__Reading text__:
==*==
Add to Outlook Discussion
The Company anticipates that falling raw material costs will buffer the effect of any weakening in volume on earnings. Cost saving initiatives to reduce discretionary spending for items such as overtime, travel, entertainment, outside consulting and temporary help have been implemented to further protect the Company from further declines in the overall economy.
Add to Liquidity and Financial Condition Discussion
The Company currently has $59.4 million of credit available under its $60.0 million revolving credit agreement, which does not require renewal until April 20, 2011. Working capital requirements are projected to decline in 2009 as a result of falling crude oil prices and its impact on raw material costs resulting in lower investment in inventories and receivables. Despite potential economic weakening, the Company anticipates improved liquidity and lower debt levels during 2009. While the current global credit shortage will restrain the economy, the Company does not believe it will adversely affect Company liquidity in 2009 due to the adequacy and quality of our credit facilities.
==*==
__Task directions__:
From the company outlook text, reproduce the passage from "Add to Liquidity" to "our credit facilities.". Nothing in the data that comes next has any bearing on this.
==*==
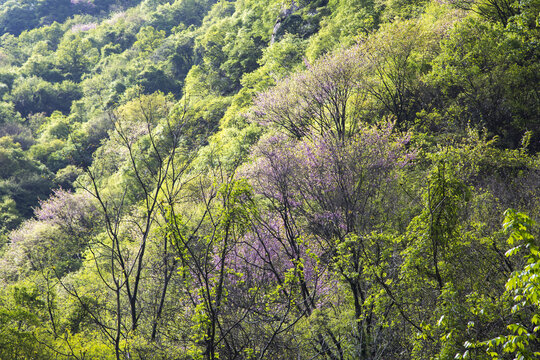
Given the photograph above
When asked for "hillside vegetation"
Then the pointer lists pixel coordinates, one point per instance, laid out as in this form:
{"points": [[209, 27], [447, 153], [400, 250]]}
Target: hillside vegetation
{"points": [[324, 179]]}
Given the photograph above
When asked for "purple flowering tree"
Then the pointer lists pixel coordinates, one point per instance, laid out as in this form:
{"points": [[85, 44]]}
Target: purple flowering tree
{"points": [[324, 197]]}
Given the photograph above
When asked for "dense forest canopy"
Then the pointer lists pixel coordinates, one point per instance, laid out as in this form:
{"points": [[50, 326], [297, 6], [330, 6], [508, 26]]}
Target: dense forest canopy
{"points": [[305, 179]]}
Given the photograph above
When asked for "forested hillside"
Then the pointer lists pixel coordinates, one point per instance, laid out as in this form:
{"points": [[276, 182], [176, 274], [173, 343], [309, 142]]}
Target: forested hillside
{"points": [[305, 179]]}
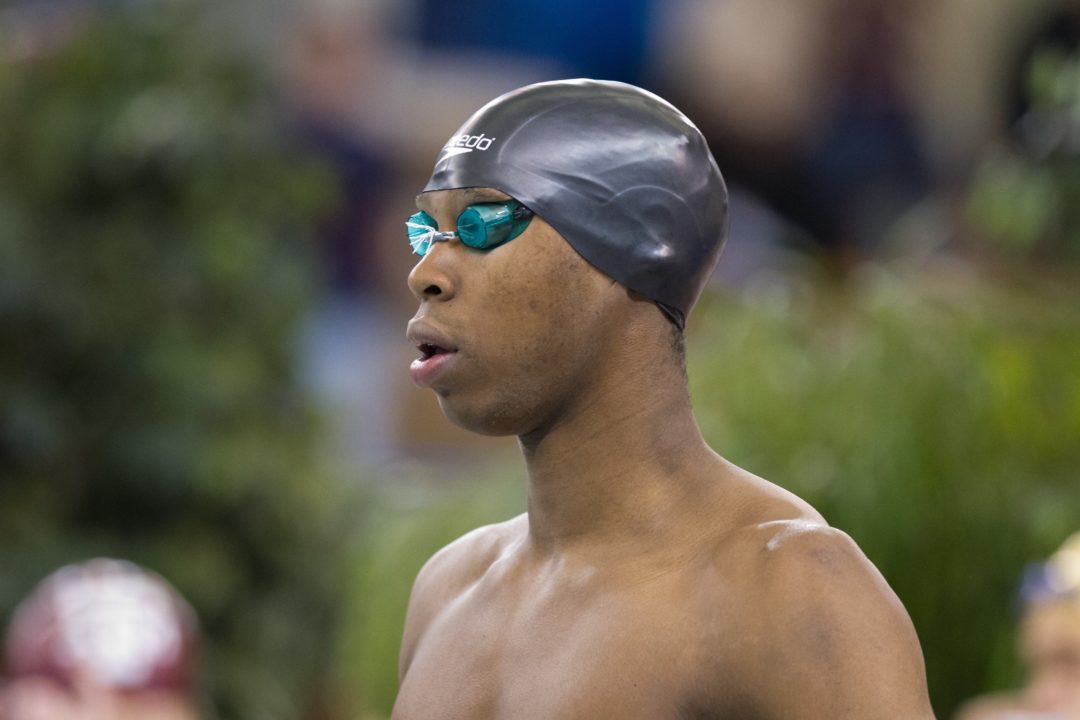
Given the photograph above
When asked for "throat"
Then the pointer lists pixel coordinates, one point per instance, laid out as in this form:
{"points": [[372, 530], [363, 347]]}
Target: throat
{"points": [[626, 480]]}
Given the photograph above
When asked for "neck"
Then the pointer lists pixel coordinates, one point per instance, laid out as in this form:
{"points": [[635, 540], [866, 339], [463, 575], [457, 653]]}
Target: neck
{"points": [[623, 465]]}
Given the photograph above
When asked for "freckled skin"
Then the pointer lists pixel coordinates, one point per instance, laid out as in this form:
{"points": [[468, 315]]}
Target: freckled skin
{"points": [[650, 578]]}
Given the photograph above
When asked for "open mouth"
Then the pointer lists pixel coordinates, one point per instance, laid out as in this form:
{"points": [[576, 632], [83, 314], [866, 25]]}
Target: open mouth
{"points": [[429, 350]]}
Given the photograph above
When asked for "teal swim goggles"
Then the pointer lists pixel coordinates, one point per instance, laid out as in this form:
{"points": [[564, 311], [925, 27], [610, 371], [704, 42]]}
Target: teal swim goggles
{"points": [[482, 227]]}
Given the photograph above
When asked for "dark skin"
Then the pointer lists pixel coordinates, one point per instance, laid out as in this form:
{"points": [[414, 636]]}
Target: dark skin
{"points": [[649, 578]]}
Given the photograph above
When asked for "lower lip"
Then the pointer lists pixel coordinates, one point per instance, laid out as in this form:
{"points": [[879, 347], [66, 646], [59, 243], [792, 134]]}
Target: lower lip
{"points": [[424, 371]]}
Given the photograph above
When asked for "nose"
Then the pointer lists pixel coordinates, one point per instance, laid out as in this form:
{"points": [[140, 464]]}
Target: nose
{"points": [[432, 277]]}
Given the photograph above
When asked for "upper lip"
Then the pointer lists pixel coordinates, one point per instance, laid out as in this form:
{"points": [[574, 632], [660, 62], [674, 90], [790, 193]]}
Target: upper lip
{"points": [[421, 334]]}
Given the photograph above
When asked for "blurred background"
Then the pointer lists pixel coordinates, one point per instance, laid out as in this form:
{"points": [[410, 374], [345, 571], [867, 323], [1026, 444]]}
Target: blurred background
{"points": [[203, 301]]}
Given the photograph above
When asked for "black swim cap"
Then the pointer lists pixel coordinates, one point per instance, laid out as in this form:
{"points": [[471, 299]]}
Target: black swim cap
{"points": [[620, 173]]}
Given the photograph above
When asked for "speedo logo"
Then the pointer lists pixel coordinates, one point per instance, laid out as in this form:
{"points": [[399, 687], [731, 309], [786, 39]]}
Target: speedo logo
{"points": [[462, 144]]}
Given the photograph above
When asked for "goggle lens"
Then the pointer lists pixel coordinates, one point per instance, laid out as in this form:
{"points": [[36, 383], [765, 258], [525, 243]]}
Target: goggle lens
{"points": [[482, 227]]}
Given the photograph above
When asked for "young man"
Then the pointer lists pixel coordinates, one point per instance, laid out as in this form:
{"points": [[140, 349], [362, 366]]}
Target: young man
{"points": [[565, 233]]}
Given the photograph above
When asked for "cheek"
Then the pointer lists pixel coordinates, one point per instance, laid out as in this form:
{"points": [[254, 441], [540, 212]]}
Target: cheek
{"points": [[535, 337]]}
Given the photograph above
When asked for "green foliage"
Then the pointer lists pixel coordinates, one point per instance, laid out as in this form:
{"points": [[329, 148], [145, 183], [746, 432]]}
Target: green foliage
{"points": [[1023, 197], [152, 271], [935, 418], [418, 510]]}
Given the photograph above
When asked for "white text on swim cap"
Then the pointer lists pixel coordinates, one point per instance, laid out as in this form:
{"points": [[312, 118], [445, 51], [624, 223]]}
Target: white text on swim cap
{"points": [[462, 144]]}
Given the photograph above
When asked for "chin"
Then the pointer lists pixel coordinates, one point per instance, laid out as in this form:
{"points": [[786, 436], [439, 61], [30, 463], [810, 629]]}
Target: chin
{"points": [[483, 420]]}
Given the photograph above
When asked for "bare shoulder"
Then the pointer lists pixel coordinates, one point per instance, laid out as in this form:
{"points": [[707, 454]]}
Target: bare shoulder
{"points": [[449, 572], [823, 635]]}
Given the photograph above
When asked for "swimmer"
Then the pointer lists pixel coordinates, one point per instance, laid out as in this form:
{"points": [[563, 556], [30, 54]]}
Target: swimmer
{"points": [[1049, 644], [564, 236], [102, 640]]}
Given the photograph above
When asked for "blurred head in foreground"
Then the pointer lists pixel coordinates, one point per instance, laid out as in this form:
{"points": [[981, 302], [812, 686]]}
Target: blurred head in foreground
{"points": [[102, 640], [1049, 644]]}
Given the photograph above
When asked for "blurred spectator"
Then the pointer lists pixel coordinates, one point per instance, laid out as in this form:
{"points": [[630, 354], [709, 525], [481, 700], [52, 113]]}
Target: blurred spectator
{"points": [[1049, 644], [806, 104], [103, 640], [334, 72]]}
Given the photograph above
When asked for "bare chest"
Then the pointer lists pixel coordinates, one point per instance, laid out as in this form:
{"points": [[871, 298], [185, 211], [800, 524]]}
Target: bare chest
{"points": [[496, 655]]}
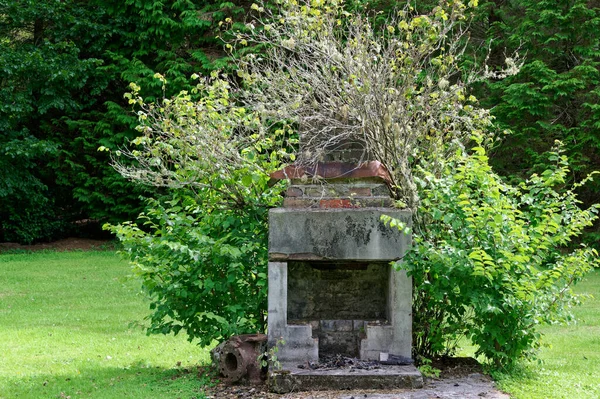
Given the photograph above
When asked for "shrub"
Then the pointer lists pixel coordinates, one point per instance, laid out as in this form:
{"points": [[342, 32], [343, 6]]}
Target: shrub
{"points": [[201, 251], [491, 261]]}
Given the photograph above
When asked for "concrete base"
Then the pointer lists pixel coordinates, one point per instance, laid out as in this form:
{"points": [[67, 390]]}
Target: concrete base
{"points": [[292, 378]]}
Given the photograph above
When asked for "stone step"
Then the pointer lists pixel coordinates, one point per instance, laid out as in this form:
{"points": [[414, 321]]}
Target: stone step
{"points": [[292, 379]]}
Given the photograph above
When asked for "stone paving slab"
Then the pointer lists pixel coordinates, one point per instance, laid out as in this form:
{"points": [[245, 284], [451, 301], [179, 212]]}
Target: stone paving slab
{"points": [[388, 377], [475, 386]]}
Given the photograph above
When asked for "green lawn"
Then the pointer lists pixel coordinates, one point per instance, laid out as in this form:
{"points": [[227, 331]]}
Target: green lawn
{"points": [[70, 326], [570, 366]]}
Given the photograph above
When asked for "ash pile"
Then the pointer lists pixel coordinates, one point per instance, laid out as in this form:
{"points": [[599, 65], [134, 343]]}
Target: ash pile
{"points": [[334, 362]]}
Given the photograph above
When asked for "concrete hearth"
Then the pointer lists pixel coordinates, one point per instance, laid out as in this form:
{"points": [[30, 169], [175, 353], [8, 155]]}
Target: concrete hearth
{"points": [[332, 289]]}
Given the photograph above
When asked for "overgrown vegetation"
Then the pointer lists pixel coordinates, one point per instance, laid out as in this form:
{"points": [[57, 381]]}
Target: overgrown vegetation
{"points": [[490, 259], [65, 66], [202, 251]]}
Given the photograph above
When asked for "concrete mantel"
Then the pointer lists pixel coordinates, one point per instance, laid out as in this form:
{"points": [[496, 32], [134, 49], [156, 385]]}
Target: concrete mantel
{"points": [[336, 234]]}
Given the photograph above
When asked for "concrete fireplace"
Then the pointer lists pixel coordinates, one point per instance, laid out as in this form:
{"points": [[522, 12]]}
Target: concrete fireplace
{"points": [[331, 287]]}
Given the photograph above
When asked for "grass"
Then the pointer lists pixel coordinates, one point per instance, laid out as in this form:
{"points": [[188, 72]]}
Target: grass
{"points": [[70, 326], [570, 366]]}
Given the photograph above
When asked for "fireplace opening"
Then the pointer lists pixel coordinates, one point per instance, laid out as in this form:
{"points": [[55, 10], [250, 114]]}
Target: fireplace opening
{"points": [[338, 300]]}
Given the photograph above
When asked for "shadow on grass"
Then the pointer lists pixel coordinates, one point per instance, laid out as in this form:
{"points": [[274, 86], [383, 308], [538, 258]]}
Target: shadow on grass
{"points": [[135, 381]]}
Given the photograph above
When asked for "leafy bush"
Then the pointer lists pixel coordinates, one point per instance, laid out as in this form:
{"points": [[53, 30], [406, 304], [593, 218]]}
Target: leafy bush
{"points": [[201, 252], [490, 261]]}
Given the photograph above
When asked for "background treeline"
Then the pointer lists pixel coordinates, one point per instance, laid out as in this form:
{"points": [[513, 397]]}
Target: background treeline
==*==
__Solved problem__:
Add to Liquidity and Financial Condition Discussion
The Company currently has $59.4 million of credit available under its $60.0 million revolving credit agreement, which does not require renewal until April 20, 2011. Working capital requirements are projected to decline in 2009 as a result of falling crude oil prices and its impact on raw material costs resulting in lower investment in inventories and receivables. Despite potential economic weakening, the Company anticipates improved liquidity and lower debt levels during 2009. While the current global credit shortage will restrain the economy, the Company does not believe it will adversely affect Company liquidity in 2009 due to the adequacy and quality of our credit facilities.